» What is being asked:
The answer must consist of each line below that contains the string "paved".

» Data excerpts:
- - - - - - -

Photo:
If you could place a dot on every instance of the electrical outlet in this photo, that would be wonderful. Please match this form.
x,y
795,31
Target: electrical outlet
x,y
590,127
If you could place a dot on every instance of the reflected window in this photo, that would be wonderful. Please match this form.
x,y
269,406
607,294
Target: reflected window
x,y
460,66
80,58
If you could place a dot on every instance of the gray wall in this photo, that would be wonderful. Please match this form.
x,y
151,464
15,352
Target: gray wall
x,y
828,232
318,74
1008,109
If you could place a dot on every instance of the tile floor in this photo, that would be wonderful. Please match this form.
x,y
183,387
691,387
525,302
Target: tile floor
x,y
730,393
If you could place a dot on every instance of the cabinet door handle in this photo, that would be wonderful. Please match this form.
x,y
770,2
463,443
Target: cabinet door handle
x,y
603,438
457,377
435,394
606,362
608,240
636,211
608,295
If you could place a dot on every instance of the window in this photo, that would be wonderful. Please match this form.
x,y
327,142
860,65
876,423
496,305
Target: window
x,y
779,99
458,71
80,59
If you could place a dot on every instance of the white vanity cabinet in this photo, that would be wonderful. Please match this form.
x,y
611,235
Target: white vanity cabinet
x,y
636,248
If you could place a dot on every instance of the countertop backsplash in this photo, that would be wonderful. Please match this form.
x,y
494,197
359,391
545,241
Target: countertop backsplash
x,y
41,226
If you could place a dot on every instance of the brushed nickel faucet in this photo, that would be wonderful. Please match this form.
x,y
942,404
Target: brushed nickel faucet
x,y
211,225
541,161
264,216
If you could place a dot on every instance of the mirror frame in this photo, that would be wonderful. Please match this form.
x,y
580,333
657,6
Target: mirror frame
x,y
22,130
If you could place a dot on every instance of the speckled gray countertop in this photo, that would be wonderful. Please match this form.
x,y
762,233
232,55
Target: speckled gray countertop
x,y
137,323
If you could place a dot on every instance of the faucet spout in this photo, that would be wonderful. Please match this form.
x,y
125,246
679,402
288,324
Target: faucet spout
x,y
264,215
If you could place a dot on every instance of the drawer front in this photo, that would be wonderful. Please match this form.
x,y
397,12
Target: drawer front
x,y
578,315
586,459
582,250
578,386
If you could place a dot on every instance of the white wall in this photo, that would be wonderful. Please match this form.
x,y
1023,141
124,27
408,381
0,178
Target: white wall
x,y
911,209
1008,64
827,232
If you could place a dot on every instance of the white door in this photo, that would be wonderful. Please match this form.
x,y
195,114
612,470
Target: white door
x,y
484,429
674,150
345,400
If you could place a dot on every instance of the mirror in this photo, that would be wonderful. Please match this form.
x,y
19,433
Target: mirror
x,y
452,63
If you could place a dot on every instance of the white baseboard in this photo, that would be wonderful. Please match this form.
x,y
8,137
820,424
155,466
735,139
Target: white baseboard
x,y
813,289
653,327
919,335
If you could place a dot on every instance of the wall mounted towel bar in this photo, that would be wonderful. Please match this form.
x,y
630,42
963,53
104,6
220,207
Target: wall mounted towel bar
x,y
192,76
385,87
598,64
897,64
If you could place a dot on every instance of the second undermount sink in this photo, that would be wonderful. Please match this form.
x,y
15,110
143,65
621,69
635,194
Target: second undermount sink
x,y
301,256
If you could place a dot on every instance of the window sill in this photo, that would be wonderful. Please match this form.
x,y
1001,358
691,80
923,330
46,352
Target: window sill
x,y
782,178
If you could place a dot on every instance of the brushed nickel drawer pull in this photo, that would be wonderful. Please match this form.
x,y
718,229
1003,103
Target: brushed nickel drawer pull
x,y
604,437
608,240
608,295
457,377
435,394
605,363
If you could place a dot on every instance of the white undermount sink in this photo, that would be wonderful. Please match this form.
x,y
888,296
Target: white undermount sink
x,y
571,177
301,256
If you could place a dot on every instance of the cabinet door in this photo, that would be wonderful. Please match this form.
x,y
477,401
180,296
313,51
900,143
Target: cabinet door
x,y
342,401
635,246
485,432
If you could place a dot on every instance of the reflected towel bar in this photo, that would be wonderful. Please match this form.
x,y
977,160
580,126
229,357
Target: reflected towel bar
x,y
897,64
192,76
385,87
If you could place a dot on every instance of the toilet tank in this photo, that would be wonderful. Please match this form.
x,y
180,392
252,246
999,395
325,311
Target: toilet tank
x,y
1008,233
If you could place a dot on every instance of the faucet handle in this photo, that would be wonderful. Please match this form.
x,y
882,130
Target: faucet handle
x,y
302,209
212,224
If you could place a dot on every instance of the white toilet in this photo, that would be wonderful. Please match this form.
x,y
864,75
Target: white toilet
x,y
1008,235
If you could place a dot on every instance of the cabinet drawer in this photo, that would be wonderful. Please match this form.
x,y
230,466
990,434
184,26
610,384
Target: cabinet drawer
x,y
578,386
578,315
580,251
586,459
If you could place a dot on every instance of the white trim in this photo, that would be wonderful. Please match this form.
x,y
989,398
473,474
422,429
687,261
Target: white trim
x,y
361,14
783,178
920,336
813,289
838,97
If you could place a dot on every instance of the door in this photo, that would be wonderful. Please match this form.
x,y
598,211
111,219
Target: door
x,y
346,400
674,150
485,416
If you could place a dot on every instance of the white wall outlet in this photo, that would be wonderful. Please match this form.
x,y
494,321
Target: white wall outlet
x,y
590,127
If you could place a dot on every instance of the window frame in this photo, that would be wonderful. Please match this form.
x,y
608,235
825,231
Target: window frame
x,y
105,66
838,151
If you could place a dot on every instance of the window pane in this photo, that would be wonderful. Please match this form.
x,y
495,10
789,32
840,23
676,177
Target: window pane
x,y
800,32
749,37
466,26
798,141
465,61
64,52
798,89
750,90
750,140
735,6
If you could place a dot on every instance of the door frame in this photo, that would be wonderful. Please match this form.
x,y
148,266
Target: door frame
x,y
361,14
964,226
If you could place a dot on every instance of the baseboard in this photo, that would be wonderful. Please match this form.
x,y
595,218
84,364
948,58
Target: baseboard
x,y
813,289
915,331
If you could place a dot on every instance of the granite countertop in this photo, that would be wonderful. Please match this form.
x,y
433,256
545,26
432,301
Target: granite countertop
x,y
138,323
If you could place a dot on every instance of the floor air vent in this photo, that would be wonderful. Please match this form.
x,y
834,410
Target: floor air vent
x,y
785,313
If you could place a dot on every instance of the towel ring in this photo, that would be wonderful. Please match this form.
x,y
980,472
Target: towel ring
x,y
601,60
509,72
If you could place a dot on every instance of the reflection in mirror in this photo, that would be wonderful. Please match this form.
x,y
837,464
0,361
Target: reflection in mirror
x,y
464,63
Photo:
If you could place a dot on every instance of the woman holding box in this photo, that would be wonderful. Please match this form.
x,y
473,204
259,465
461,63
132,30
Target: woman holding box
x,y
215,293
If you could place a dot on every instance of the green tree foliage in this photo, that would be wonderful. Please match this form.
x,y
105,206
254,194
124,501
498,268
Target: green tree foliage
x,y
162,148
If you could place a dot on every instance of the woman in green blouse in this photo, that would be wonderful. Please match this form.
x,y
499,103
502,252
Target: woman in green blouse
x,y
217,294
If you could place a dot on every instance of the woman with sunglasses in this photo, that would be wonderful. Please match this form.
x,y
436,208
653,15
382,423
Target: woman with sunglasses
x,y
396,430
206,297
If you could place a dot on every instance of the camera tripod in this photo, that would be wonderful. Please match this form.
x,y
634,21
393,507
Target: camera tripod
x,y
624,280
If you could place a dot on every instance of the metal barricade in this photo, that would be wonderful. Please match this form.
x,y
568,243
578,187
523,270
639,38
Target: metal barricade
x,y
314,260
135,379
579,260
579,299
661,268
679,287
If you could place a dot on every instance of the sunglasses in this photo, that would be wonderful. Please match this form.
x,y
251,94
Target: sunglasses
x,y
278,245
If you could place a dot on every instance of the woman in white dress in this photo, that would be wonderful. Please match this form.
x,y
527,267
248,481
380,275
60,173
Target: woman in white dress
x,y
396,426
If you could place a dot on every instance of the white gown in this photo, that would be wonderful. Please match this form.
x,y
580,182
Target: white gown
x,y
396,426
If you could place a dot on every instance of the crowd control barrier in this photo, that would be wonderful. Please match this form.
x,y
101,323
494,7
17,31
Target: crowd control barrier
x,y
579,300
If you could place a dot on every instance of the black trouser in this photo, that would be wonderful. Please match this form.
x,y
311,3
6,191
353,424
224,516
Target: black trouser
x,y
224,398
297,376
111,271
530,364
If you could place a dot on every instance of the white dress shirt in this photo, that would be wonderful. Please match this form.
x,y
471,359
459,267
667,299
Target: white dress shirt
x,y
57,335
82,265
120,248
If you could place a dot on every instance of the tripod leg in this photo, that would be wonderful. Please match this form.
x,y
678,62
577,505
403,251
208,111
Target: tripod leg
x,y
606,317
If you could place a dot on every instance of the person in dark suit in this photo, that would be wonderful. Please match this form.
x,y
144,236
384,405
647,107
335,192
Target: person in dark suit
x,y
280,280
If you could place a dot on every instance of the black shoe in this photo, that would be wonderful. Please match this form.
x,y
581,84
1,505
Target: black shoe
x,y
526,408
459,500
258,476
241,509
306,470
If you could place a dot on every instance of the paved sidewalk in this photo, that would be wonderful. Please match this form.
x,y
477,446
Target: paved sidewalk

- - - - - - -

» Result:
If you could place a dot on every instance of the paved sidewalk in this photo, that would be wonderful. Please match this form.
Target: paved sidewalk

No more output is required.